Exercise aim: Write out in full every line of the entries below that contains the string "rough".
** Opening Excerpted data block **
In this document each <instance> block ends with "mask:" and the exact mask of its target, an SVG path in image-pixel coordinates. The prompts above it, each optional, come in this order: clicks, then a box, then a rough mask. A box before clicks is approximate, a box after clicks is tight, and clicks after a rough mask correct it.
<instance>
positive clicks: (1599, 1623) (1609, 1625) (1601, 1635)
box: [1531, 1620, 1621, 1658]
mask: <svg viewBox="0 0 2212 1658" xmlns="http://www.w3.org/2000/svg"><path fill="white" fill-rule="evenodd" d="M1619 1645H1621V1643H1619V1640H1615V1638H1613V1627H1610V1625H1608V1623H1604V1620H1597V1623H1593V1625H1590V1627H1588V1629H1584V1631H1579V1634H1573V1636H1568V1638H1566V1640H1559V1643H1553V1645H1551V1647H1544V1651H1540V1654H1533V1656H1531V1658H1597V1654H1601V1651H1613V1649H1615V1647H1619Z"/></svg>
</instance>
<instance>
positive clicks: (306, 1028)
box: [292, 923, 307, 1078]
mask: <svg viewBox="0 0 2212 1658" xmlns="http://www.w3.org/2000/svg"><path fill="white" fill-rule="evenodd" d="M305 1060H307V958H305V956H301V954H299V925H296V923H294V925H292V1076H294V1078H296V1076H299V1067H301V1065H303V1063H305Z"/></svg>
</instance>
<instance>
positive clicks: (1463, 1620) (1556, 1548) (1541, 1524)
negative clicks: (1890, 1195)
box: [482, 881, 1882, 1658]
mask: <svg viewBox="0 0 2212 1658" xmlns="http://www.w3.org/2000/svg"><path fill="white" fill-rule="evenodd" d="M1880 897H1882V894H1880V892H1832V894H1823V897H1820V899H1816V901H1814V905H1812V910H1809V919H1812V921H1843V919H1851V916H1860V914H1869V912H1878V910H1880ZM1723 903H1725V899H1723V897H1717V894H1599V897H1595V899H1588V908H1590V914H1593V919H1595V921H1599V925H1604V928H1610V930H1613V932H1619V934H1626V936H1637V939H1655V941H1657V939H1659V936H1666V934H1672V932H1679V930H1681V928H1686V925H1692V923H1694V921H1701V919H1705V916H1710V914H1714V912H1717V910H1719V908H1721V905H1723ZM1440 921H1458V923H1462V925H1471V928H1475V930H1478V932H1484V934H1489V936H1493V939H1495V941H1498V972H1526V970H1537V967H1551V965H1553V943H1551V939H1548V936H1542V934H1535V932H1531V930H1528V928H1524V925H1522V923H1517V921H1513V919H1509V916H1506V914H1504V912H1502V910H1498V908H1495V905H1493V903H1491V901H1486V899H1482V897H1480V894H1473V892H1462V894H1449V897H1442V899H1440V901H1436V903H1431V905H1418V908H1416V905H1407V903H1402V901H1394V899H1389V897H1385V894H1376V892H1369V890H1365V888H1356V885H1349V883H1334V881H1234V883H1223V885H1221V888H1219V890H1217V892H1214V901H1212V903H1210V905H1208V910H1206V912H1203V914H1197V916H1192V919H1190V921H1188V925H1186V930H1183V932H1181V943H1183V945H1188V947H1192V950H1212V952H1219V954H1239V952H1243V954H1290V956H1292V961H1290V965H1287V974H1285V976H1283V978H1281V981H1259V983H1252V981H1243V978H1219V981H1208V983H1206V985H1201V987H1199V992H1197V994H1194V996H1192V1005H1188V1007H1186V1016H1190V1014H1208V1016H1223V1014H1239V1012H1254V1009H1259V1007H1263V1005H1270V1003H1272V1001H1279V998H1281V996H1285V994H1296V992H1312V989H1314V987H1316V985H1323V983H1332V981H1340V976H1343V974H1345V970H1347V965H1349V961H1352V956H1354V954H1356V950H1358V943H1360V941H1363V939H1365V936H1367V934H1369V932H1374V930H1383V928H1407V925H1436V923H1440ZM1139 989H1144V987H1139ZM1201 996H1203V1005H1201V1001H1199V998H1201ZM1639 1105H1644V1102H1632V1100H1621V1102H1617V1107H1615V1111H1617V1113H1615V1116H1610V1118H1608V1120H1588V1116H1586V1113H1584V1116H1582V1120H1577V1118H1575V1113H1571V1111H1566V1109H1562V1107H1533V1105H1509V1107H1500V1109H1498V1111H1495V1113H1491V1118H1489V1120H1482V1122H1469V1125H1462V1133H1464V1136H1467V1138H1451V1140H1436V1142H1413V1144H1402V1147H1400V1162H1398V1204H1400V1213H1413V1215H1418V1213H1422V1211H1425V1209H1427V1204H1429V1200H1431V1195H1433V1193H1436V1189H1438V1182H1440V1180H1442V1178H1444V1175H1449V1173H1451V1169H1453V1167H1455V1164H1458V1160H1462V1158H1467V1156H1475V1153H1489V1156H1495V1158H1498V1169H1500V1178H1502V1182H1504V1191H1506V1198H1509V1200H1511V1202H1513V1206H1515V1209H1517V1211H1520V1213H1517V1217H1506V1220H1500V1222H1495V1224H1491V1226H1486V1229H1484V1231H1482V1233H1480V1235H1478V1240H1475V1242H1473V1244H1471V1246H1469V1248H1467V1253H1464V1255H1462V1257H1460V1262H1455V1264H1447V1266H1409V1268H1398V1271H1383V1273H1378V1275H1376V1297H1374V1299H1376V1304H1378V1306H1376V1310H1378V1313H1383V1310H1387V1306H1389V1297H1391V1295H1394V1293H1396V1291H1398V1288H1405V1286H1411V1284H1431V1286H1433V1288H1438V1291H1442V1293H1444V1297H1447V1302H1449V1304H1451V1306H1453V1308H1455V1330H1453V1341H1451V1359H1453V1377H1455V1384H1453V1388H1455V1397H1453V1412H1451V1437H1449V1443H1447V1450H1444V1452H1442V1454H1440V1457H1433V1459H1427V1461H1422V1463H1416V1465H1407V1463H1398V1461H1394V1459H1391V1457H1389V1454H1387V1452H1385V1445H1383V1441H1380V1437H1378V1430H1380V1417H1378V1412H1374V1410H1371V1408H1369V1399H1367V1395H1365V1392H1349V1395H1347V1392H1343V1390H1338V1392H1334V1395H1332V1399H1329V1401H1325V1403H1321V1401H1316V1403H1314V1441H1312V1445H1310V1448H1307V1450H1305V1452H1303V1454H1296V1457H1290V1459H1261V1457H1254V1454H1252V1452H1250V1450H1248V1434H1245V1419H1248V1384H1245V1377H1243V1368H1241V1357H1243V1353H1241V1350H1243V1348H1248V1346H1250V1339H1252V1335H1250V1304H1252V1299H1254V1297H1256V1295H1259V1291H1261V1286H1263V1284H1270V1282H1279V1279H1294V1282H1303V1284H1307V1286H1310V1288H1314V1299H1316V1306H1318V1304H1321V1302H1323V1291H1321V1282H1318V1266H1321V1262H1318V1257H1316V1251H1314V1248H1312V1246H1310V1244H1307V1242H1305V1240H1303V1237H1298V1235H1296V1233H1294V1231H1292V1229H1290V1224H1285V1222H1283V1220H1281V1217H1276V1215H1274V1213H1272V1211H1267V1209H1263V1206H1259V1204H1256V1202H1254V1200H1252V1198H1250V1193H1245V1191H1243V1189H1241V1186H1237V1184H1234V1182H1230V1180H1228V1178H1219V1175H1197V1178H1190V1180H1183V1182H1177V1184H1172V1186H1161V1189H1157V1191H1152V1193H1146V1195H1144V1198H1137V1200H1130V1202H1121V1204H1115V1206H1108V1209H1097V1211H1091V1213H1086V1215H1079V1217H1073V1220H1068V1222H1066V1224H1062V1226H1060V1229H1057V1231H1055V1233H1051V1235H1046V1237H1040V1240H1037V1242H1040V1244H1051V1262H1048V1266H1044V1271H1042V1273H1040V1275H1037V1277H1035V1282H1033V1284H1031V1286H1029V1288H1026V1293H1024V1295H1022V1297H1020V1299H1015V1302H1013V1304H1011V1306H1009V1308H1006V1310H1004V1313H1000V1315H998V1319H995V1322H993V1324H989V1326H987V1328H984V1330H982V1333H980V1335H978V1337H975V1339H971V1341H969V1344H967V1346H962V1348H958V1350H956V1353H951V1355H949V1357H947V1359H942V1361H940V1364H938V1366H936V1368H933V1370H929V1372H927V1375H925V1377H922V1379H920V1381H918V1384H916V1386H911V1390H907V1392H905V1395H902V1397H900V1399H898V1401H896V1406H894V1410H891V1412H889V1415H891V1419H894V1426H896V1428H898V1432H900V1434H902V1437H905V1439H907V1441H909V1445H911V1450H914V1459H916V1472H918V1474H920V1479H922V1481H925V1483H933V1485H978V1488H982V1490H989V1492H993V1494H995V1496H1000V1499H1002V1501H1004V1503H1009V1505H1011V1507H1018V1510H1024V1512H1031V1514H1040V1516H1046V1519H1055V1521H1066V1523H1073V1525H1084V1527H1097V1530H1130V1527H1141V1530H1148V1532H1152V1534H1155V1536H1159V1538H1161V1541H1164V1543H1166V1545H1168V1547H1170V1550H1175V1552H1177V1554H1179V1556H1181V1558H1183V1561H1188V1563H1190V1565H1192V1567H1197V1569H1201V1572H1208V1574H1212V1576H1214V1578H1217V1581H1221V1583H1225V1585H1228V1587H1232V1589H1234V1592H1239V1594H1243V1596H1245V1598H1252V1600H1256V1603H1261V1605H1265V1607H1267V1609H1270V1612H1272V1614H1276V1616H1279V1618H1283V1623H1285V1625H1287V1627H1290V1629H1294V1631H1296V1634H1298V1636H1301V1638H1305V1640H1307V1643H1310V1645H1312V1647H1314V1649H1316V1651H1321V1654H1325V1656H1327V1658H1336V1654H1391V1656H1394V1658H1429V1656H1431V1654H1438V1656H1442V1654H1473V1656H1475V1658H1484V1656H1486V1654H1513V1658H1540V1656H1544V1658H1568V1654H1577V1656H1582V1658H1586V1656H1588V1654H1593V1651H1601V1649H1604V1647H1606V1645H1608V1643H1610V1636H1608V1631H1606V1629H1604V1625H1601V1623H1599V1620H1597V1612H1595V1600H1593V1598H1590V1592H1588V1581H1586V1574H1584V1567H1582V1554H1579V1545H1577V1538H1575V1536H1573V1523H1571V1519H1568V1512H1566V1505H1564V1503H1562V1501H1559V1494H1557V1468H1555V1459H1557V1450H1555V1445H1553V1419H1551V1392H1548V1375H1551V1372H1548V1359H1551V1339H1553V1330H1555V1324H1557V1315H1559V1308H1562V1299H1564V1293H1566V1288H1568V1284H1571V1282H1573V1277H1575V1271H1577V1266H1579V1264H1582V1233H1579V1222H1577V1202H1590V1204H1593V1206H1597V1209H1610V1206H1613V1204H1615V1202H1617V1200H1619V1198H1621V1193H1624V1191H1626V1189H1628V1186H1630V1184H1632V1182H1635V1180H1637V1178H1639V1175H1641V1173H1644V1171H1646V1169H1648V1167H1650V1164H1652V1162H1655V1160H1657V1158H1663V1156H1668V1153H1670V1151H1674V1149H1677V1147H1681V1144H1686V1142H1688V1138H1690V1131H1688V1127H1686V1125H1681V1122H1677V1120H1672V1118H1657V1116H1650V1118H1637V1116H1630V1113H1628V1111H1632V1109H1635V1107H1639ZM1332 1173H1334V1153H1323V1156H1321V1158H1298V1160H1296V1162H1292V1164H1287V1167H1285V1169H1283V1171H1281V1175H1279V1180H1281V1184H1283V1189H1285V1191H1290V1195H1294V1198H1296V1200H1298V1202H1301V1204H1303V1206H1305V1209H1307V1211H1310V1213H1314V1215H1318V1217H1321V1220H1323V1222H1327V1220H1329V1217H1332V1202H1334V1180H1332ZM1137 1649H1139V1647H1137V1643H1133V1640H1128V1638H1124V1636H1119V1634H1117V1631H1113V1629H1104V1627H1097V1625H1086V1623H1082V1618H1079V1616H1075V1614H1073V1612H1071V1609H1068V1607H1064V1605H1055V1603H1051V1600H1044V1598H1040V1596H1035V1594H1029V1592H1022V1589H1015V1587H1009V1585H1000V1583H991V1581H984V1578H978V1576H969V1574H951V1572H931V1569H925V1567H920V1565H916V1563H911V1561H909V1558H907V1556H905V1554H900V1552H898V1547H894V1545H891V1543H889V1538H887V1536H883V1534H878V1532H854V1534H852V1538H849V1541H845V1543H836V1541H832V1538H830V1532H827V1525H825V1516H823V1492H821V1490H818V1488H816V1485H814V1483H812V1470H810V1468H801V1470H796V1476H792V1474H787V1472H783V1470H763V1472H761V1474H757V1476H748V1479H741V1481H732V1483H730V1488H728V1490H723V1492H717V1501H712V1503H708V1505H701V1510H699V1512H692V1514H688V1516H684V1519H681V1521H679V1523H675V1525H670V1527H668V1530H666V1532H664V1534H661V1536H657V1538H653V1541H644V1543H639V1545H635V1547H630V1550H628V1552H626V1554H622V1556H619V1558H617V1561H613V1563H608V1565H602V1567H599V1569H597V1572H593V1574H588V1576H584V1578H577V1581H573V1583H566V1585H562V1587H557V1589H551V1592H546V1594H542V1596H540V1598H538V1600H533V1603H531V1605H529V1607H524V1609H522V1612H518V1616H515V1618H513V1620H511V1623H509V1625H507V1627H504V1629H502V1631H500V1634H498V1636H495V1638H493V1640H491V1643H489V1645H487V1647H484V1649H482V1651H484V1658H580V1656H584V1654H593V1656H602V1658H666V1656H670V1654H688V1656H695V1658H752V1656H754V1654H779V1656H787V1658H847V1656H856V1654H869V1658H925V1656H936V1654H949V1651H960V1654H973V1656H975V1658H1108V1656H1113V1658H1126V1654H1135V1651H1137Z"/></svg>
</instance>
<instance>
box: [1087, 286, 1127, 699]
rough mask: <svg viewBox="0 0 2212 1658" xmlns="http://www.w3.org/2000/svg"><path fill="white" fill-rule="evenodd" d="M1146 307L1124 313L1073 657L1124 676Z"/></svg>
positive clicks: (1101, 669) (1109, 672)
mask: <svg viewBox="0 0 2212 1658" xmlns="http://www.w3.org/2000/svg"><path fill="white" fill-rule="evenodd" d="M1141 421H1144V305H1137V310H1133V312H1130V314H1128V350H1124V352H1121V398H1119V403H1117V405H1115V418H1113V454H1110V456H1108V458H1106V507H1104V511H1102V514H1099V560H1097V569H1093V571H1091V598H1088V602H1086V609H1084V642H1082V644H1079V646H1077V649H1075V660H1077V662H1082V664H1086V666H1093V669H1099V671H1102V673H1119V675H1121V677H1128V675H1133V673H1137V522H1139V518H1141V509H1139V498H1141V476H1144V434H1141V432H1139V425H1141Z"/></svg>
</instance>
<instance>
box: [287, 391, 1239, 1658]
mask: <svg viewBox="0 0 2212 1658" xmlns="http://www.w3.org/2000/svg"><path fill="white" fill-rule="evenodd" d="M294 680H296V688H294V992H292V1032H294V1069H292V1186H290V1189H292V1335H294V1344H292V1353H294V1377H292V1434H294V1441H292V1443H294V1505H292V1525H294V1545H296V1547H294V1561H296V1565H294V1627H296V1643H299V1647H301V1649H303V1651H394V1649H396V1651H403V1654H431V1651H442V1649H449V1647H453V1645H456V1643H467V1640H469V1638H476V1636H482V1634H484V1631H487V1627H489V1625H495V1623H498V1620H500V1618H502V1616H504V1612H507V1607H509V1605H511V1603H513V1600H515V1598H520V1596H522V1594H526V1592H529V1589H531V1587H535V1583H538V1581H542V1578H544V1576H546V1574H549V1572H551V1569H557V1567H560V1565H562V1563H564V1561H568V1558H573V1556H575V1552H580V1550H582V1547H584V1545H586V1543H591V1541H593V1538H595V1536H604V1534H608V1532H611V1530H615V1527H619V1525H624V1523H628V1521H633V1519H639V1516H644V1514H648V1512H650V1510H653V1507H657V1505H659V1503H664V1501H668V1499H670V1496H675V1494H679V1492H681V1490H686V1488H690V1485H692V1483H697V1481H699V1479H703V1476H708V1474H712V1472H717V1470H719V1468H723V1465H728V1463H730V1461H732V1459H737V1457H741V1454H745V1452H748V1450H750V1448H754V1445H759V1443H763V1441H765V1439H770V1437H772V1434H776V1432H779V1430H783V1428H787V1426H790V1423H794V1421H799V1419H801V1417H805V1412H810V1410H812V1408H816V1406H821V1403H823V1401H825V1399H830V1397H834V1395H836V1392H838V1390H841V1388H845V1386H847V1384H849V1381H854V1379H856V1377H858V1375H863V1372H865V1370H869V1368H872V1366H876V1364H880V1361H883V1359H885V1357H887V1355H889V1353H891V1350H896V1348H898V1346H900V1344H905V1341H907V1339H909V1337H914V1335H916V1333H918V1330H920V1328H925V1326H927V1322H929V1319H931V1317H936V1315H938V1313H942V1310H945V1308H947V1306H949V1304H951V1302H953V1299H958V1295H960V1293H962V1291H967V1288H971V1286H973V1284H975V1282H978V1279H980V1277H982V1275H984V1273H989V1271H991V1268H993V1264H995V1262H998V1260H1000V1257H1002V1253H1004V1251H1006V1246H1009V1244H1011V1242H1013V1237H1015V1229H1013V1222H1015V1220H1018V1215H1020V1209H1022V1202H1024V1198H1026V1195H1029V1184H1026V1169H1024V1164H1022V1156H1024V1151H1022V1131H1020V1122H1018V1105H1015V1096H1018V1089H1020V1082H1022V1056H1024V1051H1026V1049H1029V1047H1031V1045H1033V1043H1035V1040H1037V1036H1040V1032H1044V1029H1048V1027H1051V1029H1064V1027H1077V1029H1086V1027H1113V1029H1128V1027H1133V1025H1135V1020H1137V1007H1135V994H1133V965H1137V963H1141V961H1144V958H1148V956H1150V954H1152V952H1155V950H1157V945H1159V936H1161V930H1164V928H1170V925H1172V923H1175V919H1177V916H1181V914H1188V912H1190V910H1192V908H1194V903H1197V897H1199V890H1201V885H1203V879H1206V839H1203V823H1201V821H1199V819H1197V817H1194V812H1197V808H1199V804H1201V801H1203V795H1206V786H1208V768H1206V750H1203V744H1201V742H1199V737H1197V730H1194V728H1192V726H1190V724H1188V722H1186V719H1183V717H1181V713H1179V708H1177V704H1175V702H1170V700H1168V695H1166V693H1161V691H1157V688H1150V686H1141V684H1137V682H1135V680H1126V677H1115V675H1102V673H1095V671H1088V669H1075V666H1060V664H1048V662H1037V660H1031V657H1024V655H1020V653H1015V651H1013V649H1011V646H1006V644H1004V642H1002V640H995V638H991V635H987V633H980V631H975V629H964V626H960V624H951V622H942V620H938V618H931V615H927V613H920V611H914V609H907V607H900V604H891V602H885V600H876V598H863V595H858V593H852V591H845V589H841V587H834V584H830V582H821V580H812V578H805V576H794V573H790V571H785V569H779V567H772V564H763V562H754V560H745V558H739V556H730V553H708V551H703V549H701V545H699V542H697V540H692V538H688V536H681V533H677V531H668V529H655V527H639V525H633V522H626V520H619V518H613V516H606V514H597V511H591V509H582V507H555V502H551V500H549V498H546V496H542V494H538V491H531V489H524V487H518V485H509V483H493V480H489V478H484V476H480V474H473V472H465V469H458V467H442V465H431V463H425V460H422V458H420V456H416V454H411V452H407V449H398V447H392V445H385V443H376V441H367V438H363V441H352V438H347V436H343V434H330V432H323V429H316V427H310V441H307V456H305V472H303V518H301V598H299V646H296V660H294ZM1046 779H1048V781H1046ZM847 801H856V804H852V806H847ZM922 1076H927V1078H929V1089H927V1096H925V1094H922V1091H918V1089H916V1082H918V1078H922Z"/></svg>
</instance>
** Closing Excerpted data block **
Response to this exercise:
In this document each <instance> block ends with "mask:" and the exact mask of its target, an SVG path in image-pixel coordinates. The prompts above it, each optional, come in this order: clicks, then a box, then a rough mask. A box before clicks is approximate, a box after clicks is tight, and clicks after a rough mask correct it.
rough mask: <svg viewBox="0 0 2212 1658" xmlns="http://www.w3.org/2000/svg"><path fill="white" fill-rule="evenodd" d="M1146 307L1124 313L1073 657L1124 676Z"/></svg>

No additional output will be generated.